_Record extracts_:
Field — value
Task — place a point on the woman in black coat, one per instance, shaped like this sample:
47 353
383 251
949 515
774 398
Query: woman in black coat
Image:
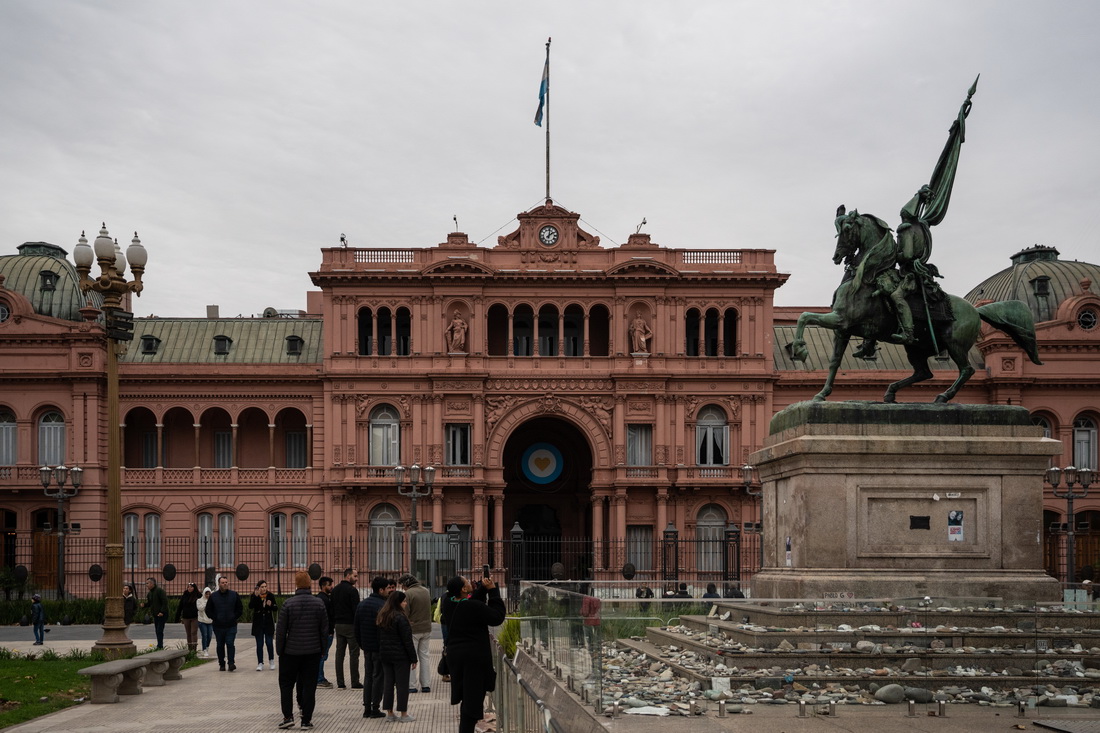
188 614
397 654
263 623
468 616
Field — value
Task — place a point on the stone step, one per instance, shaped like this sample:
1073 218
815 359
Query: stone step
922 637
927 659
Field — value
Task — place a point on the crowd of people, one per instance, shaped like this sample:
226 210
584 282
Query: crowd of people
389 628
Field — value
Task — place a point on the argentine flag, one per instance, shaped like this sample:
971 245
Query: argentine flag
543 88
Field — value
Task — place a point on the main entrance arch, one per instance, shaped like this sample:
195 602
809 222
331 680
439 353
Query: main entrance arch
547 470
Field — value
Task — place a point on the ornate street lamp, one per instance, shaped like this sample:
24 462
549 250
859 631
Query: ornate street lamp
748 478
417 478
1071 477
61 476
113 286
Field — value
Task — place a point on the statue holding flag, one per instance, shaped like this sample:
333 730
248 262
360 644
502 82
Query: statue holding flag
889 292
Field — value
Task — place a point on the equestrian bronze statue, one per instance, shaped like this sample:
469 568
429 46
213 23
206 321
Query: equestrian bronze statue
889 292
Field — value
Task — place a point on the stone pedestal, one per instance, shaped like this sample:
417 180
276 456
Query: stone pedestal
869 500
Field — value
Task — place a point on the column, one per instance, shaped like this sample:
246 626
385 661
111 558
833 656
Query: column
232 445
512 341
477 557
597 529
584 345
309 445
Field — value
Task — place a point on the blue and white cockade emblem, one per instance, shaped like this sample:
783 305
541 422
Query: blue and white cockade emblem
541 462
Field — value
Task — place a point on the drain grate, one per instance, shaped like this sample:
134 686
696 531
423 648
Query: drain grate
1070 725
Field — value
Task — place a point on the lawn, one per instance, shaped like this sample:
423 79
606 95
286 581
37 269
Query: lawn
33 687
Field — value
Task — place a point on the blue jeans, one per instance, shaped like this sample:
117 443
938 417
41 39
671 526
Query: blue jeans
227 644
261 638
325 657
158 626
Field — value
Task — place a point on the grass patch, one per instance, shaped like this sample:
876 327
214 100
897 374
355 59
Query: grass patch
35 686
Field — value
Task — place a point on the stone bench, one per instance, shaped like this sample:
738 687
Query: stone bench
163 665
111 679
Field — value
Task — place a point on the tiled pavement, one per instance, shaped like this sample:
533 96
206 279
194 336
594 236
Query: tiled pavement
208 701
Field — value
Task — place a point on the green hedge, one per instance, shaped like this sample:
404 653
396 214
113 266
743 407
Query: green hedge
90 611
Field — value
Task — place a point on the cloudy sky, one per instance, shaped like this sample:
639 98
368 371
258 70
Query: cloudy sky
240 138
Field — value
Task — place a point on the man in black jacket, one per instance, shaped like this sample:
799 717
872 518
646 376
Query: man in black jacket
345 600
326 594
366 635
224 609
300 635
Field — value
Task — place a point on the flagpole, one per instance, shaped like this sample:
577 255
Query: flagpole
548 119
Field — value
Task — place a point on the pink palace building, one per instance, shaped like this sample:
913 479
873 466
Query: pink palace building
590 404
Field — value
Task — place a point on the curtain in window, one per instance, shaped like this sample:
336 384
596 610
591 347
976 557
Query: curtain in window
52 439
7 438
639 445
152 540
130 540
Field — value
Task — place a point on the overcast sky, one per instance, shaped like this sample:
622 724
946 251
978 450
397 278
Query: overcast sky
240 138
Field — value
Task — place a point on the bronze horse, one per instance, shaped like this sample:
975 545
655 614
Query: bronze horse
868 248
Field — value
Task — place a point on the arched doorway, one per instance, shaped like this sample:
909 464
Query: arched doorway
548 474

_Given exercise_: Write the entries above out again exactly, but not the pictures.

_Task response_:
Field — value
Task — place a point on the woman in black coat, one per instance, shaped like this sample:
47 353
383 251
949 515
774 398
Query: woman in black coat
Image:
188 614
397 654
263 623
468 616
Field — value
Task — place a point on the stone step, one per instance, shaped like this sample:
1073 218
815 359
Query: stone step
922 637
927 659
Field — value
Task — place a point on the crowd of people, one per instance, shaped like this sample:
226 210
584 282
Query: crowd of people
389 628
Field — value
Task — place a point on the argentine flag, one per instance, shaped like this sample:
971 245
Query: argentine flag
543 88
Field — value
Task — place a point on the main entrance arch, one per instance, shaped like this sample:
195 602
809 222
331 680
439 353
Query: main entrance arch
547 470
Field — value
Task — place a point on the ornate street lamp, one per instance, shaped like this sample:
24 462
549 250
859 631
Query: ornate street lamp
748 478
417 478
1071 477
61 476
113 286
Field — value
Task — place a point on the statue holding flag, one per instance, shaped like this sample:
333 730
248 262
360 644
502 82
Query: statue holding flag
889 292
Field — value
Task — place a point on the equestrian bronze statue, one per instance, shaped like this sample:
469 568
429 46
213 23
206 321
Query: equestrian bronze statue
889 292
Field — value
Task — place a point on the stone pedestal, one per instance, shaped like this sample:
417 180
276 456
Query: stone pedestal
869 500
Field — value
Task — place a point on the column, one per instance, shaped like this sample:
246 626
385 661
111 558
833 656
Query: column
232 445
512 341
477 557
597 529
584 345
309 445
Field — value
Task — place a point on the blue and white cockade emblem, one per instance, shaped like this sample:
783 305
541 422
Query: blue and white cockade emblem
541 462
Field — value
Task — place a point on the drain grate, one per instance, shaped like this sample:
134 686
696 531
423 648
Query: drain grate
1070 725
Field — value
Task — place a point on the lawn, one per instance, shaped like this sample:
423 79
606 95
286 581
37 269
Query: lawn
33 687
Field — value
Task — place a point on the blue jeans, one per instance, shaped like this sample:
117 443
938 417
41 39
671 526
Query: blue jeans
227 644
261 638
325 657
158 626
Field — value
Task — place a point on the grass patch, one per instance, shaped like this sample:
876 327
214 100
897 374
355 59
Query: grass patch
35 686
Field — value
Task — place a point on the stone bench, one per instance, shaped like this sample:
738 687
Query: stone bench
163 665
111 679
Field — value
Task — place a point on the tiled pavement, one per instance, shaped like this sample:
533 96
206 279
194 336
594 236
Query: tiled pavement
208 701
Field — value
Task — place a point on the green hedge, one per instance, shaped like this sample:
404 653
396 214
113 266
743 407
Query: green hedge
90 611
Field — value
Task — place a point on the cloudy sky, one per instance, shaped like this sample:
639 98
368 371
258 70
Query: cloudy sky
240 138
Field — value
Task — place a point on the man in black jacket, one per instance, shaped like this sample:
799 717
872 518
646 376
Query: man in black jacket
345 600
326 594
366 635
224 609
300 635
Field — value
Task — place a point on the flagpole, one per instance, shaped like this sample:
577 255
Query: flagpole
548 119
Field — value
Task — place a point on the pink palace building, one per instance, shaped like this sample:
913 479
873 466
Query: pink palace building
590 404
Field — value
Task — place a point on the curtain in window, one per instance, shaped like this sample:
336 384
596 610
591 347
976 557
Query: curtain in window
52 439
7 438
639 445
152 540
130 540
Field — value
Task — place a point on the overcast sky, one per instance, shaped like this sample:
622 724
946 251
978 450
397 278
Query: overcast sky
240 138
Field — value
Task — place a point on the bronze horse, one per instance, shaped like this sample:
975 545
655 614
Query: bronze horse
868 248
Field — value
Task — place a point on the arched doorway, one per instance, shaped like this sample:
909 464
Query: arched doorway
548 474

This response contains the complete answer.